## TASKS
1. Copy the stretch of the aubergine kebab passage from "I love the ease" through "in one bake.".
2. According to the aubergine kebab passage, in which region of Turkey is this dish especially popular?
3. Decide whether each statement agrees with the aubergine kebab passage. Answer yes or no, and quote the deciding words.
(a) The aubergine slices should be fried before baking.
(b) Leftovers of the dish can be frozen.
(c) A round variety of aubergine is recommended for this kebab.

++++ EXCERPTED PASSAGE ++++

Baked Aubergine Kebab with Meatballs – Firinda Patlican Kebabi

Baked Aubergine Kebab with Meatballs – Firinda Patlican Kebabi

We greatly enjoy this delicious southern Turkish style Baked Aubergine Kebab with Meatballs – Firinda Patlican Kebabi, especially popular in Gaziantep region in Turkey.  We adore aubergine / eggplant/patlican in Turkey; one can safely say, it is our national vegetable, with over 200 recipes featuring aubergine in Turkish cuisine. Its meaty, melt in the mouth texture and naturally sweet flesh is simply fantastic here, cooked with meatballs, tomatoes and peppers. Please use long and slim variety of the purple aubergines, eggplants for this kebab.

I love the ease of this all in one bake dish. Please make sure to sprinkle salt over the aubergine slices and squeeze out their excess moisture with a paper towel. Then simply coat olive oil and seasoning over the aubergine slices. There is no need to sauté or fry the aubergine slices and the meatballs before baking. They bake all together very well, infusing their flavour to one another. You can prep this dish ahead of time and freeze leftovers successfully.

Baked Turkish meatballs casserole from Ozlem’s Turkish Table, image by Sian Irvine Food Photography

The meatballs in this recipe is based on my Turkish baked meatballs with vegetables, Firinda Sebzeli Kofte recipe, from my cookery book, Ozlem’s Turkish Table, another version of this delicious all in one bake.

++++ DATA LINES ++++

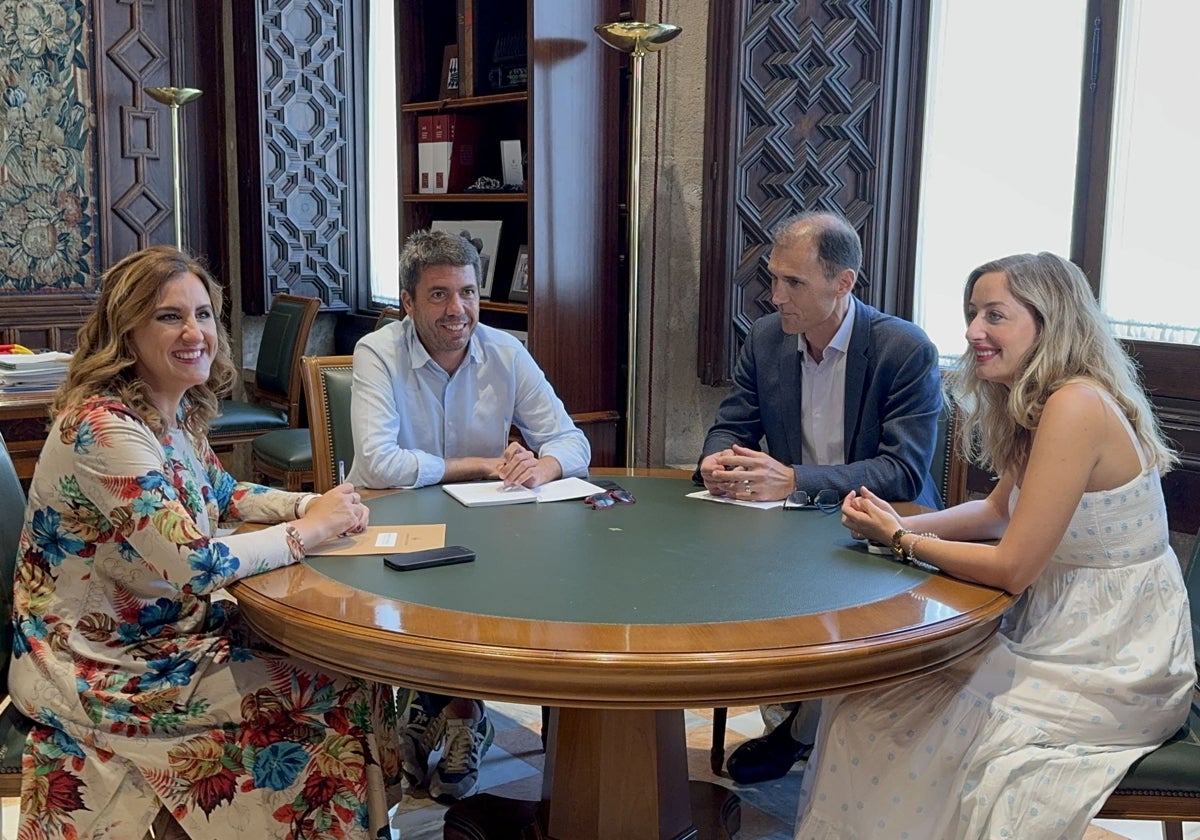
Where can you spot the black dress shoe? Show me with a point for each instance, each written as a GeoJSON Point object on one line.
{"type": "Point", "coordinates": [767, 757]}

++++

## EXERCISE RESULTS
1.
I love the ease of this all in one bake dish. Please make sure to sprinkle salt over the aubergine slices and squeeze out their excess moisture with a paper towel. Then simply coat olive oil and seasoning over the aubergine slices. There is no need to sauté or fry the aubergine slices and the meatballs before baking. They bake all together very well, infusing their flavour to one another. You can prep this dish ahead of time and freeze leftovers successfully.

Baked Turkish meatballs casserole from Ozlem’s Turkish Table, image by Sian Irvine Food Photography

The meatballs in this recipe is based on my Turkish baked meatballs with vegetables, Firinda Sebzeli Kofte recipe, from my cookery book, Ozlem’s Turkish Table, another version of this delicious all in one bake.

2. The Gaziantep region.

3.
(a) No. "There is no need to sauté or fry the aubergine slices and the meatballs before baking."
(b) Yes. "freeze leftovers successfully"
(c) No. "Please use long and slim variety of the purple aubergines"